> Document extract:
- See: Bahama Islands
- Installed: January 15, 1941
- Term ended: December 9, 1949
- Predecessor: none
- Successor: Paul Leonard Hagarty
- Other post: Prefect Apostolic of the Bahama Islands (1931-41)

Orders
- Ordination: June 24, 1896
- Consecration: December 21, 1933

Personal details
- Born: November 1, 1869 Essen, Germany
- Died: December 9, 1949 (aged 80) Nassau, Bahamas
- Denomination: Catholic Church

= John Bernard Kevenhoerster =

German-born prelate

John Bernard Kevenhoerster, O.S.B. (November 1, 1869 - December 9, 1949) was a German-born prelate of the Catholic Church. He served as the first Prefect Apostolic (1931–41) and Vicar Apostolic (1941-49) of the Bahama Islands.

> Dataset excerpt:
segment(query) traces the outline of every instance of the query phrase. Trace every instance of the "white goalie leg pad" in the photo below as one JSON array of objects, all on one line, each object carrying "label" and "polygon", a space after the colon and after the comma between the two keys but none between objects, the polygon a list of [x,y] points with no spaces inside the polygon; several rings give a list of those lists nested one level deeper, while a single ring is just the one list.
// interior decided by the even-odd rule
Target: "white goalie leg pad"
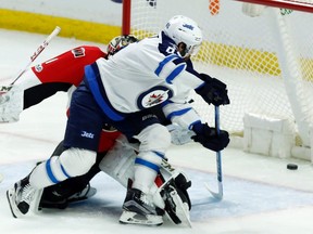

> Exercise set:
1. According to the page on John Bernard Kevenhoerster, where was he born?
2. Retype the passage from the page on John Bernard Kevenhoerster, starting at "- See: Bahama" and ending at "Bahama Islands (1931-41)".

> Task answers:
1. Essen, Germany

2.
- See: Bahama Islands
- Installed: January 15, 1941
- Term ended: December 9, 1949
- Predecessor: none
- Successor: Paul Leonard Hagarty
- Other post: Prefect Apostolic of the Bahama Islands (1931-41)